── Source extract ──

Under long term heavy duty, I've routinely seen cheap modern platter outperform cheap brand name NVME.

There's some cost cutting somewhere. The NVMEs can't seem to sustain throughput.

It's been pretty disappointing to move I/O bound workloads over and not see notable improvements. The magnitude of data I'm talking about is 500-~3000GB

I've only got two NVME machines for what I'm doing so I'll gladly accept that it's coincidentally flaky bus hardware on two machines, but I haven't been impressed except for the first few seconds.

I know Everyone says otherwise which is why I brought it up. Someone tell me why I'm crazy

Edit: no, I'm not crazy. https://htwingnut.com/2022/03/06/review-leven-2tb-2-5-sata-s... this is similar to what I'm seeing with Crucial and Adata hardware, almost binary performance

dspillett 2 years ago

For write loads this is expected, even for good drives, at some level. They tend to have some faster storage which takes your writes and the controller later pushes the changes to the main body of the drive. If you write in bulk the main, slower, portion can't keep up so the faster cache fills and your write has to wait and will perform as per the slowest part of the drive. Furthermore: good drives tend to have an amount of even faster DRAM cache too, so you'll see two drop-offs in performance during bulk write operations. For mainly read based loads any proper SSD¹ will outperform a traditional drive, but if your use case involves a lot of writing³ you need to make more careful choices⁵ to get good performance.
I can't say I've ever seen a recent SSD (that isn't otherwise faulty) get slow enough to say it is outperformed by a traditional drive, even just counting the fastest end of the disk, but I've certainly seen them drop to around the same speed during a bulk write.
--
[1] unlike this sort of thing: https://www.tomshardware.com/news/low-performance-external-m...

───

- Objectives:
• a. Answer the following questions about the drive performance thread:
(i) What range of data sizes does the first poster give for the workloads?
(ii) Which two brands of hardware does the edit name?
(iii) According to the reply, how many drop-offs in performance do good drives with DRAM cache show during bulk writes?
• b. Edit the drive performance thread, starting with "It's been pretty" and going on through "first few seconds.", so that "disappointing" is replaced by "frustrating".

── Items ──

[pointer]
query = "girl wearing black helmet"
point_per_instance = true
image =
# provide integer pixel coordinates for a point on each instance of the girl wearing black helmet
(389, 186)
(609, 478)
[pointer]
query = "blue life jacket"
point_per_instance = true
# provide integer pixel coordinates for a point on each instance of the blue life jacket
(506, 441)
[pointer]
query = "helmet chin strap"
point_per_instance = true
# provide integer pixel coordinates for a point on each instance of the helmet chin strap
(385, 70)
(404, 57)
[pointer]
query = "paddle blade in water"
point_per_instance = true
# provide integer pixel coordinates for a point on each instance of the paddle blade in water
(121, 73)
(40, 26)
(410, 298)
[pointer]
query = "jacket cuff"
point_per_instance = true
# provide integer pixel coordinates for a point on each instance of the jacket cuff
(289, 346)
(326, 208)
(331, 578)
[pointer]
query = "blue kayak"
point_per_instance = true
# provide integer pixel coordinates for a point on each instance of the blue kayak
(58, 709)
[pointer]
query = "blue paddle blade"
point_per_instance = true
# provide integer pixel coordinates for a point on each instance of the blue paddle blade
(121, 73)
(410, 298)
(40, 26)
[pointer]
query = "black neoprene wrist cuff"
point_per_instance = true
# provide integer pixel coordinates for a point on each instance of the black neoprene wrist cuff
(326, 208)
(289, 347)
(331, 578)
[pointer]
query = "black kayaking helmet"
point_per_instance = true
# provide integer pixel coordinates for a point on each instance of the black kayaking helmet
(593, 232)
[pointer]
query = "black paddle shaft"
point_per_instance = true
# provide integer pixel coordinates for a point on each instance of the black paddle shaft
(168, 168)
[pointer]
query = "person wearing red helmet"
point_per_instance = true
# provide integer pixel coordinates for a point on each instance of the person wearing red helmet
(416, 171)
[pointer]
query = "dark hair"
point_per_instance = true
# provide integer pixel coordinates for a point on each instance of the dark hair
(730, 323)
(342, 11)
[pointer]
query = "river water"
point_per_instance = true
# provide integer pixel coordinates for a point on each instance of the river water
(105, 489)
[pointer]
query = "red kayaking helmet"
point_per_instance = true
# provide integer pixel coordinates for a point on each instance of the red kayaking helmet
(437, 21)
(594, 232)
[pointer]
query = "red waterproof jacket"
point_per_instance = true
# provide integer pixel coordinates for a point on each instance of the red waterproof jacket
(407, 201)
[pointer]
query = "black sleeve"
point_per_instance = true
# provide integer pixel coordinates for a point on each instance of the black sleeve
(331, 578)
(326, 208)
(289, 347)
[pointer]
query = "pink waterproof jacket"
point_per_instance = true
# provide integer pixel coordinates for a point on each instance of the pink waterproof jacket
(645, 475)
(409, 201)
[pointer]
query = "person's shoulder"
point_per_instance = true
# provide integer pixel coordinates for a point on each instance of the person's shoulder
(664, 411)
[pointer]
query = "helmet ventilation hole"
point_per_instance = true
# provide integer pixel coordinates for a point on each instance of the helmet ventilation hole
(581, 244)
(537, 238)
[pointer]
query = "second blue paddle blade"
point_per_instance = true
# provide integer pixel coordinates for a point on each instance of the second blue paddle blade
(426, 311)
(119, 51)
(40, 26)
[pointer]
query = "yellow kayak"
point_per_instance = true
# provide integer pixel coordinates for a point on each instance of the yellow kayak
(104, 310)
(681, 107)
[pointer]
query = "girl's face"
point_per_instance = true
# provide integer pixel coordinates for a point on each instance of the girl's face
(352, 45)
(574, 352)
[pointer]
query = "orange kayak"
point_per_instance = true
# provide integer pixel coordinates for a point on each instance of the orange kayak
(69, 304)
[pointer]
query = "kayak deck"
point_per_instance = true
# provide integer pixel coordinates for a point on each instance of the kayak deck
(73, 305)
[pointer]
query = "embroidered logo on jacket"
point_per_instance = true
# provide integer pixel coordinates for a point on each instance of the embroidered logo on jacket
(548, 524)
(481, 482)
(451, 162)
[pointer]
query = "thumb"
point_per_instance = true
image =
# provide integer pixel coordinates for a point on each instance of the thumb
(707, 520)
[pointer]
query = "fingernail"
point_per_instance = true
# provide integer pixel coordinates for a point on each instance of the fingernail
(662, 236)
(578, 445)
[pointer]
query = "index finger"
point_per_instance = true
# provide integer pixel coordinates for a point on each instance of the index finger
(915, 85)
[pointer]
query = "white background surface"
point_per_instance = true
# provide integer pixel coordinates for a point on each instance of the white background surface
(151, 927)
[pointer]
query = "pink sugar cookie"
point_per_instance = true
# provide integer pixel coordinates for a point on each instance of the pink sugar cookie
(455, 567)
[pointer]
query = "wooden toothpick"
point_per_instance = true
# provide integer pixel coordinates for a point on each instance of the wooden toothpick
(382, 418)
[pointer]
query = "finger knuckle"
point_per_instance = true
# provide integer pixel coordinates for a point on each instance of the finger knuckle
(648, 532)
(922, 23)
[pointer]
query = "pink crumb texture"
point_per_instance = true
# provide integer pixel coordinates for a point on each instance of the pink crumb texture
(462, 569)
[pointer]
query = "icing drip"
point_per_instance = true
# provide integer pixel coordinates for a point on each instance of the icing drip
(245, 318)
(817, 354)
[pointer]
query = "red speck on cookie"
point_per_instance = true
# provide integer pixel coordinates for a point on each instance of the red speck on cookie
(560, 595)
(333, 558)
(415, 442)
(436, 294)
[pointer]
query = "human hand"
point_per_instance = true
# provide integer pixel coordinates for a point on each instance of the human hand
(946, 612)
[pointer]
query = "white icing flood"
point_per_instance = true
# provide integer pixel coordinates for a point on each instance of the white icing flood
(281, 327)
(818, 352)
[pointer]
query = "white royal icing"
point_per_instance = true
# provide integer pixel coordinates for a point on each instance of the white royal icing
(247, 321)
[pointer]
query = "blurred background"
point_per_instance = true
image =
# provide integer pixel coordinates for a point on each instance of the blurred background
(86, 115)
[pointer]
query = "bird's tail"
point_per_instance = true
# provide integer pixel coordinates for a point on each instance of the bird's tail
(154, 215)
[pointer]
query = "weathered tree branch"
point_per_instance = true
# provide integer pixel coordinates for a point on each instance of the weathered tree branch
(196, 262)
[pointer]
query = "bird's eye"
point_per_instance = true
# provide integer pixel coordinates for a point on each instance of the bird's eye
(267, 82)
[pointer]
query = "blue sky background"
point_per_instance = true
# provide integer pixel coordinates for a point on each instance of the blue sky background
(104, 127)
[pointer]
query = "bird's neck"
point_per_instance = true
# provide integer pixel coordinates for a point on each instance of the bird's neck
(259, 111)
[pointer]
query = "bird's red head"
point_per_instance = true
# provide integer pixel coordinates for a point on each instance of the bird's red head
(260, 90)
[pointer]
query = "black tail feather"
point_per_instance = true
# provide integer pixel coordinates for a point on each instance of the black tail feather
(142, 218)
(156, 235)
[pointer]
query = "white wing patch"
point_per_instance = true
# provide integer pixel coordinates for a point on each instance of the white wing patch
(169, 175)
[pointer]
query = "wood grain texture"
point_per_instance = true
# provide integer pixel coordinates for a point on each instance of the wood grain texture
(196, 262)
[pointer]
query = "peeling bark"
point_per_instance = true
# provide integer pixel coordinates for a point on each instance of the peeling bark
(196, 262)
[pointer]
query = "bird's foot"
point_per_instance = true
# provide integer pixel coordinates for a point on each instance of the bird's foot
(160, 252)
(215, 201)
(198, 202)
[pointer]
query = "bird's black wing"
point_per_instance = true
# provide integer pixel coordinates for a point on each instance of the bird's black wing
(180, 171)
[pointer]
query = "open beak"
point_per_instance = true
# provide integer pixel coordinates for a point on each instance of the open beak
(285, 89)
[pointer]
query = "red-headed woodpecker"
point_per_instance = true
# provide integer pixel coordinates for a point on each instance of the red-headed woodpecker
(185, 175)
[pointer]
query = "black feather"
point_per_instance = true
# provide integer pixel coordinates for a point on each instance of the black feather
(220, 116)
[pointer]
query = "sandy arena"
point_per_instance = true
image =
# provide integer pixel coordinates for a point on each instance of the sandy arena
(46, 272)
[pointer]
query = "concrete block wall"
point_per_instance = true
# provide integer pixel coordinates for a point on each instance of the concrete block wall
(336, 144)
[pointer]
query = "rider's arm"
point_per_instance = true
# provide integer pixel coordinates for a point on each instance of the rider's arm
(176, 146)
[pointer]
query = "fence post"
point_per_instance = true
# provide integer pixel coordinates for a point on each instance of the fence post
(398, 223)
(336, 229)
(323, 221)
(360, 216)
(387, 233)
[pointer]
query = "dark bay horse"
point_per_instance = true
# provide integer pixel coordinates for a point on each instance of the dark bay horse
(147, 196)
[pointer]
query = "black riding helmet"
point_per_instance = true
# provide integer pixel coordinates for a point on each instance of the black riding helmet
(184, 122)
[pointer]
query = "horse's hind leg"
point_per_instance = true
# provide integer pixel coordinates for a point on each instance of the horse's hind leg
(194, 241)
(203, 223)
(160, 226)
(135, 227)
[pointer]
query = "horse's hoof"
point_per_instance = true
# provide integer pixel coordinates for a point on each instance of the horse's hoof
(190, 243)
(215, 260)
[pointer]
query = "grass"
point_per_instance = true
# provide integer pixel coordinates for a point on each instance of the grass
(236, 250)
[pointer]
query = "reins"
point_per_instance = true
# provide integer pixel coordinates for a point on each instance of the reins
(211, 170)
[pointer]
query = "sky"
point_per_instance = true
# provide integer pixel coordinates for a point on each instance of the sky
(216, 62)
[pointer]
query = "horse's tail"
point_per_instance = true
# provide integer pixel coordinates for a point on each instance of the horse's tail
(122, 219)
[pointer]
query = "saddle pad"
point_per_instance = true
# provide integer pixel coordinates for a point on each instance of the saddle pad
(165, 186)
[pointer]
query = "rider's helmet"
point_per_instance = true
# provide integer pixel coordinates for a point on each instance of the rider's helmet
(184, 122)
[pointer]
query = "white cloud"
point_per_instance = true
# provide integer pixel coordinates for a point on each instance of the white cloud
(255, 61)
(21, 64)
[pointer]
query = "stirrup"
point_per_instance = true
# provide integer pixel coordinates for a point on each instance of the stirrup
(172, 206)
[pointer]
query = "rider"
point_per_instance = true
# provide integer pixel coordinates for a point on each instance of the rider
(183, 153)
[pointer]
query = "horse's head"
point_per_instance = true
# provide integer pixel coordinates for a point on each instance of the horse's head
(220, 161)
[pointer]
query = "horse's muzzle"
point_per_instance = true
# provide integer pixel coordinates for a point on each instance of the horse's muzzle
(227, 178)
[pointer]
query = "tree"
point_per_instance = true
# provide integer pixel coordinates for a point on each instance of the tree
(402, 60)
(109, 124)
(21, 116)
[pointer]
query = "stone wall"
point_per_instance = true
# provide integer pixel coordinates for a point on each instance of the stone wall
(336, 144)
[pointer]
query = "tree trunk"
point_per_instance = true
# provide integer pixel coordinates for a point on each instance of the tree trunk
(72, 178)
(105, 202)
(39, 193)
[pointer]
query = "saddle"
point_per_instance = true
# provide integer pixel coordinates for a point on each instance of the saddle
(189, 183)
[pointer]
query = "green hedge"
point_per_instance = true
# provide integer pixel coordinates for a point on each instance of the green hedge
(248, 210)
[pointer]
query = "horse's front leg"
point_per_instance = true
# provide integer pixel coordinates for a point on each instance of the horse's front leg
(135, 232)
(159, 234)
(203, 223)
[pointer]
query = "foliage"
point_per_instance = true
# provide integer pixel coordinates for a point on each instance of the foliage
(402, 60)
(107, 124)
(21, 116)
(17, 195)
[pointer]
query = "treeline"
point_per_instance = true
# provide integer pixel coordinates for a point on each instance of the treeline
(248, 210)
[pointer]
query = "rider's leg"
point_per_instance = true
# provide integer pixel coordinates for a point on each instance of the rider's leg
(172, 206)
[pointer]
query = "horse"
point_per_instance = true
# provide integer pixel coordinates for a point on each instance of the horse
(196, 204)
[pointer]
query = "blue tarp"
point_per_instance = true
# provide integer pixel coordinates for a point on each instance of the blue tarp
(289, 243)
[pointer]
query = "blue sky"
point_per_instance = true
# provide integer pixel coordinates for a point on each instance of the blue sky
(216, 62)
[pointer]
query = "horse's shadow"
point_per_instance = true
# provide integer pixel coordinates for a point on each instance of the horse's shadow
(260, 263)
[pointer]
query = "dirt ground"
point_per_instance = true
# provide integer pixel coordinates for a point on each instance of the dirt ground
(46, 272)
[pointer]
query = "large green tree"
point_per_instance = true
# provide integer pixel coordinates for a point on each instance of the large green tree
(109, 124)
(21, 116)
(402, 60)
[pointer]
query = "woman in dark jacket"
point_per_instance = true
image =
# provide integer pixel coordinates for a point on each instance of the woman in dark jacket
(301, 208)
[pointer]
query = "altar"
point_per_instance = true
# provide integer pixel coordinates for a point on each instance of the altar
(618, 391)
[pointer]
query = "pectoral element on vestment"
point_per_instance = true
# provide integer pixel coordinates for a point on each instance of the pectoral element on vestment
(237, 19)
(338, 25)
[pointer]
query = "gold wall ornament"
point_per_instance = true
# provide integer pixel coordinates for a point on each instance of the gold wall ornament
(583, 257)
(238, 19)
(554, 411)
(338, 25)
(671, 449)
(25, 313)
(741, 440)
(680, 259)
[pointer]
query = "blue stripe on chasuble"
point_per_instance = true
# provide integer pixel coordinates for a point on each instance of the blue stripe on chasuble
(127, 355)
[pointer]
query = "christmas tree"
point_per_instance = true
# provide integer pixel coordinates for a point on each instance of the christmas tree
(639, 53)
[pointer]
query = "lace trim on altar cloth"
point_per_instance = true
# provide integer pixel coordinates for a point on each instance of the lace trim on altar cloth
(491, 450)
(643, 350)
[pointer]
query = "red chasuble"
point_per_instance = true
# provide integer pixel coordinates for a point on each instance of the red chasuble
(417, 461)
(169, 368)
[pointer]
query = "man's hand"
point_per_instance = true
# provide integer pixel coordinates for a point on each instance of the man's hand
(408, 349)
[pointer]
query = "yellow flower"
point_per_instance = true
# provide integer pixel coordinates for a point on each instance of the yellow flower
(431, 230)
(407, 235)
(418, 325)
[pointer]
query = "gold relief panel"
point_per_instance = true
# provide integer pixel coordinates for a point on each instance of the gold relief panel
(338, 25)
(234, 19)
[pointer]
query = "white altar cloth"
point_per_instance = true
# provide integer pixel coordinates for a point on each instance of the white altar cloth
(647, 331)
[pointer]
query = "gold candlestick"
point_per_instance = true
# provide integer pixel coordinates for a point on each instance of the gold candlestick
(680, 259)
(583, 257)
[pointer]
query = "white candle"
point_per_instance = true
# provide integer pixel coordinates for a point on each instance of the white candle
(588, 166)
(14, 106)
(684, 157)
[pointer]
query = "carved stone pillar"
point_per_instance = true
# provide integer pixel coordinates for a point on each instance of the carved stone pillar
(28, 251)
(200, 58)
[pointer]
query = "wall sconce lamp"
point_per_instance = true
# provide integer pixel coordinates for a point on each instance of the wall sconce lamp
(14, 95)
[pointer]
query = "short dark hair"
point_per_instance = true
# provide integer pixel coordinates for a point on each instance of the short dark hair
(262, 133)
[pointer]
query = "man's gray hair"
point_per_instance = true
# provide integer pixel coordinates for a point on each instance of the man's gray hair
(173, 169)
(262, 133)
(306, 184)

───

- Solutions in order:
• a.
(i) 500-~3000GB
(ii) Crucial and Adata
(iii) Two

• b.
It's been pretty frustrating to move I/O bound workloads over and not see notable improvements. The magnitude of data I'm talking about is 500-~3000GB

I've only got two NVME machines for what I'm doing so I'll gladly accept that it's coincidentally flaky bus hardware on two machines, but I haven't been impressed except for the first few seconds.